* _DIRECTIONS FOR THIS TASK_
For the material that follows, list every line containing the word "instance".

* _DATA_
--- START ---

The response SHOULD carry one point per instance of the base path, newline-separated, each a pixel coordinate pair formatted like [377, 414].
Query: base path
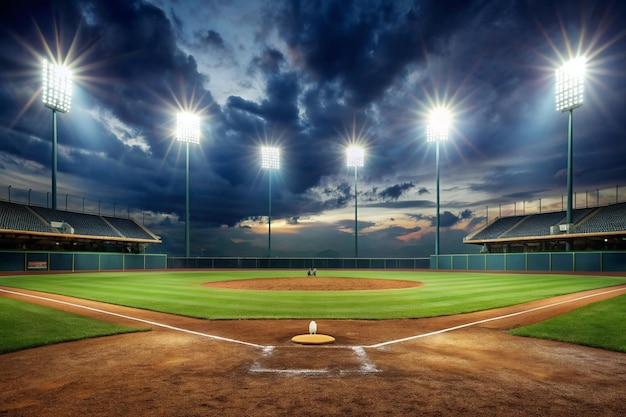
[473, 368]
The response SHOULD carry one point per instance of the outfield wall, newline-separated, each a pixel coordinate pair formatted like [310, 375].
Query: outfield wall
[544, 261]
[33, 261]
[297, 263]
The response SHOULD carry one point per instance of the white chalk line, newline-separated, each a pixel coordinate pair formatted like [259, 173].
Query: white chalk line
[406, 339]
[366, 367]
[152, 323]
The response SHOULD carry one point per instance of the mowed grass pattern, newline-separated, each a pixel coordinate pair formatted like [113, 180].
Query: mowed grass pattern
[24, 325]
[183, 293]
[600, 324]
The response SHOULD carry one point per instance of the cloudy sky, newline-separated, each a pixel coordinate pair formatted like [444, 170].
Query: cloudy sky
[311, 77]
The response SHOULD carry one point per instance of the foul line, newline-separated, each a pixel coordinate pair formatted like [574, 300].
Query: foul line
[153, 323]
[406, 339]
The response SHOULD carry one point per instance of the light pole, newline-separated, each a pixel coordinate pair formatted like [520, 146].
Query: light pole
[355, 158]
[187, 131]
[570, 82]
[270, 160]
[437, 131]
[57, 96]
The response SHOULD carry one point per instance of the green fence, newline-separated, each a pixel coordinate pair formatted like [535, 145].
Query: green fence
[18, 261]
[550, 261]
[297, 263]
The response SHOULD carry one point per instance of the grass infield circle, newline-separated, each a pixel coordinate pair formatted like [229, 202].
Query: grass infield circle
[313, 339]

--- END ---

* _COMPLETED EXERCISE_
The response SHOULD carry one point per instance of the base path, newline-separated, each a pixel coordinate pair formatted like [377, 414].
The response SHOULD carry one point per instance of the outfield wall, newline-separated, each a pixel coordinate pair formatted like [310, 375].
The response SHOULD carry one point per instance of the white chalk line, newline-separated, each a pixel coordinate pair formatted like [259, 173].
The response SHOULD carry one point per instance of the mowed grass pattern, newline-separated, each a pixel coordinate pair formatted like [113, 180].
The response SHOULD carry one point per instance of the cloudy sky, newline-separated, each a pixel coordinate pair formatted like [444, 170].
The response SHOULD carry one point per instance of the foul line, newline-separated, each a pixel coordinate pair formatted like [574, 300].
The response SHOULD carry one point per instance of the light pole, newline-separated, each a pixel coordinate pair formatted like [520, 146].
The response SHOULD carry one point per instance of the green fence, newline-separated, each a pixel coordinate pair formatted like [535, 145].
The response SHOULD carry one point per instance of the grass infield circle, newline-separated, each a pixel coordinate pair formatted like [229, 202].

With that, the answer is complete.